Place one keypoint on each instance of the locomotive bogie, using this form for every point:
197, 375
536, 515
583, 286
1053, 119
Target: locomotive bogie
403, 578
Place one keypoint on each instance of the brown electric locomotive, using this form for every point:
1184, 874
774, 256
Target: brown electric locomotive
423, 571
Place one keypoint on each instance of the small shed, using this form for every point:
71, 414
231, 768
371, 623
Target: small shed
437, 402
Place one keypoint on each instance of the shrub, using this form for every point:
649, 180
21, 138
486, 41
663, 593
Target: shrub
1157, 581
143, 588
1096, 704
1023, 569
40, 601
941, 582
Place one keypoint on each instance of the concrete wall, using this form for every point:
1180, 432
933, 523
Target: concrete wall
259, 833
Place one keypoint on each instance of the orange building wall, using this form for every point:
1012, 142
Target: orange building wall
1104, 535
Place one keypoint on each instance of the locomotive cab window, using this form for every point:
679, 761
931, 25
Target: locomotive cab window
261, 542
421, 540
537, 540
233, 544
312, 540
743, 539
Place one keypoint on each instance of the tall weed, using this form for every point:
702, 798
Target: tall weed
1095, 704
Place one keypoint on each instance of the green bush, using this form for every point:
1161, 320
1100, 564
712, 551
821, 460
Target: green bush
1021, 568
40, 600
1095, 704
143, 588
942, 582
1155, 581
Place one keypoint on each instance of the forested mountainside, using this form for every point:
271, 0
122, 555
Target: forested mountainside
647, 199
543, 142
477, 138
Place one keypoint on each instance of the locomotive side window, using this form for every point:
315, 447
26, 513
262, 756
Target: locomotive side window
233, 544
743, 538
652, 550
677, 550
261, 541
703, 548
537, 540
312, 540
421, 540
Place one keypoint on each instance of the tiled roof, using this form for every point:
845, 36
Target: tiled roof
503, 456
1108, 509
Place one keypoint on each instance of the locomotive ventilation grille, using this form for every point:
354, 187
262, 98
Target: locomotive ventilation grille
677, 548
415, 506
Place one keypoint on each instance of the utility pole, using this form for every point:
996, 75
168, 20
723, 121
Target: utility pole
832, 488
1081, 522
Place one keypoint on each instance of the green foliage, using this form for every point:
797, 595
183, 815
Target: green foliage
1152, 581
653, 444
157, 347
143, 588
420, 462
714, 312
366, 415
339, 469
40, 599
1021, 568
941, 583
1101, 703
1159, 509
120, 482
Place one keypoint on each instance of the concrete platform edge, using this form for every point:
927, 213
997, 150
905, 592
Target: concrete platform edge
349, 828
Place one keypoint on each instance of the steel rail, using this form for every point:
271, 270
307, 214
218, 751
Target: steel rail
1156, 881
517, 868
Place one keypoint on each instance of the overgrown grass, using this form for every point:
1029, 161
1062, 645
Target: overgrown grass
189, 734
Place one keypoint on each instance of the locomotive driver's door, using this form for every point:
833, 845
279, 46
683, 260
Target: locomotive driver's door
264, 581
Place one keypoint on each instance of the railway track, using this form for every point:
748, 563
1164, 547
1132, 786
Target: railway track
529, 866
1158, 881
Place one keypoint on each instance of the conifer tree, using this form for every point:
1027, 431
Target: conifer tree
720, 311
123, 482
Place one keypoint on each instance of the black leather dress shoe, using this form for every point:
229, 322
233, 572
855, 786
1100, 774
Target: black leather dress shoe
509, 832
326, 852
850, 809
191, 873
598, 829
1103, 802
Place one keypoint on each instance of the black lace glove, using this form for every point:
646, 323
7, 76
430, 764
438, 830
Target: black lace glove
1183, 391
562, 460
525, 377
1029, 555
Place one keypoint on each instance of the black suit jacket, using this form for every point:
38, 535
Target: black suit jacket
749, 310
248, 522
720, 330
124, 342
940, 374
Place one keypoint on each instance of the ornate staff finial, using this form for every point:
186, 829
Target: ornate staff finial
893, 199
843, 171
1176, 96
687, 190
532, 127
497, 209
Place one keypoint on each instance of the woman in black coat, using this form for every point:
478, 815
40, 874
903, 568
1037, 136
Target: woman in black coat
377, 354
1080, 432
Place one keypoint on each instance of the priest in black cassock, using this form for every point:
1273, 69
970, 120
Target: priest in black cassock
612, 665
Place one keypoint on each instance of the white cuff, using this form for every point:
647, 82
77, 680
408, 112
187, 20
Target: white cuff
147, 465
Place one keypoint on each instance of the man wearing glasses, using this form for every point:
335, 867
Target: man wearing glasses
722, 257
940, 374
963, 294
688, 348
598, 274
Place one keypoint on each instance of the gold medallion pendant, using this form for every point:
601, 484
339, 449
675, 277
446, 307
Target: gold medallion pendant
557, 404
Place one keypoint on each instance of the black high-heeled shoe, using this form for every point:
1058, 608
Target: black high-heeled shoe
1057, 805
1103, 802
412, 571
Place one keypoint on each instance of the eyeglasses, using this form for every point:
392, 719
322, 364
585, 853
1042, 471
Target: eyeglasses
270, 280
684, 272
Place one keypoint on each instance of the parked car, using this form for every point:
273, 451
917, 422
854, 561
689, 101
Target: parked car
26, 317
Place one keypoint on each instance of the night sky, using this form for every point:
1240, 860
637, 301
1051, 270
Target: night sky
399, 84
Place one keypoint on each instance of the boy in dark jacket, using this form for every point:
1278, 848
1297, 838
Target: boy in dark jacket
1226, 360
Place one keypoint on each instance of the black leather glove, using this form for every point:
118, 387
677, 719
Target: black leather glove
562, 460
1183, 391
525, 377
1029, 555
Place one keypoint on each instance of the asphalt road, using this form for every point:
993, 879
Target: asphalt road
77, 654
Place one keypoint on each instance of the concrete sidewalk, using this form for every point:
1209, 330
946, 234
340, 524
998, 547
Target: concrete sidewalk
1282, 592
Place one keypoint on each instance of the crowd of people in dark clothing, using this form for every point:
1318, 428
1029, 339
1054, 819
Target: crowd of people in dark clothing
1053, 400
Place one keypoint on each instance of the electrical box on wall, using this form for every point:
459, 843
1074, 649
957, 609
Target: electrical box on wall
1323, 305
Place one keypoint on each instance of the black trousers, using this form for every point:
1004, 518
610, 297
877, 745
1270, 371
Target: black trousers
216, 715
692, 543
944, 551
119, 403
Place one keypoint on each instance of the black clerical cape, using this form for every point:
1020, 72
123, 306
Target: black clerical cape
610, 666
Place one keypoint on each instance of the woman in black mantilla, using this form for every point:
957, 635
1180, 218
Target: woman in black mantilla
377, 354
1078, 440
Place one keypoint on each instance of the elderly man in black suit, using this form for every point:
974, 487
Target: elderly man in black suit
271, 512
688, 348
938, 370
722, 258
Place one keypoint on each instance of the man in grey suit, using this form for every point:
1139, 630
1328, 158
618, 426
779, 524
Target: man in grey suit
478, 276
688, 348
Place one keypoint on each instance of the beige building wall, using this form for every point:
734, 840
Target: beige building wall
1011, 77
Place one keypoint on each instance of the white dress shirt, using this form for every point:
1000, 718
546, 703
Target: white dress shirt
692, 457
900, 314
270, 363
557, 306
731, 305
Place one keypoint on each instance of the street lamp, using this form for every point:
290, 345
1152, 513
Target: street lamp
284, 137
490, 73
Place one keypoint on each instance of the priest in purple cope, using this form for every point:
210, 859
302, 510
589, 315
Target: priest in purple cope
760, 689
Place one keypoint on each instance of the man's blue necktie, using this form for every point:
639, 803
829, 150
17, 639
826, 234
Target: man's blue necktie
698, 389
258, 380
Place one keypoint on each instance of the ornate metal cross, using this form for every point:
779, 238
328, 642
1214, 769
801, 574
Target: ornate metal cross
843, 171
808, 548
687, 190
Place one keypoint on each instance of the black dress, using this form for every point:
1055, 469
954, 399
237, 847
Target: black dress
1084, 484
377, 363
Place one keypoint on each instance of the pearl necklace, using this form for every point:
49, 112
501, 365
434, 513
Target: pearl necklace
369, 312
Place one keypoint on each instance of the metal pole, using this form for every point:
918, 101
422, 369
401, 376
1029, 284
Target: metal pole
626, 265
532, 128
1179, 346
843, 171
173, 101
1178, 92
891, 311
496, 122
┄┄┄┄┄┄┄┄┄┄
▶ Task instructions
Leave out every line before the one containing "Place one keypoint on each instance of the beige"; set down that line and all remaining lines of the material exactly.

▶ Correct answer
Place one keypoint on each instance of the beige building wall, using this form for every point:
734, 840
Target: beige building wall
1011, 77
Place one keypoint on each instance of the white dress shirt, using this form for every point:
1000, 718
546, 703
Target: white dress shirt
692, 457
900, 314
270, 363
557, 306
731, 305
Place one keypoint on each instance of the street lamp, using this form for every point:
290, 345
1152, 513
Target: street lamp
284, 137
490, 73
Place one keypoint on each instance of the priest in purple cope, using this form for every point:
210, 859
302, 510
589, 315
Target: priest in purple cope
760, 689
Place one keypoint on each instance of the man's blue necktie, using this form for every point:
639, 803
829, 150
17, 639
826, 234
Target: man's blue necktie
698, 389
258, 380
Place one keypoint on each instance of the ornate metal cross, using this form for every point:
779, 238
328, 642
1214, 769
801, 574
Target: ornate metal cross
843, 171
808, 548
687, 190
Place one keypoint on each instance of the black dress, using this form for every point:
1055, 469
954, 399
237, 847
Target: black dress
1084, 484
377, 363
Place one keypoint on each instance of the pearl necklace, using this form for every point:
49, 112
501, 365
434, 513
Target: pearl necklace
369, 312
Place one keypoint on each instance of the metal pole, using this form for every point:
918, 101
422, 369
401, 376
1029, 284
Target: metal pole
626, 265
532, 128
1179, 346
843, 171
173, 101
1178, 92
891, 311
496, 122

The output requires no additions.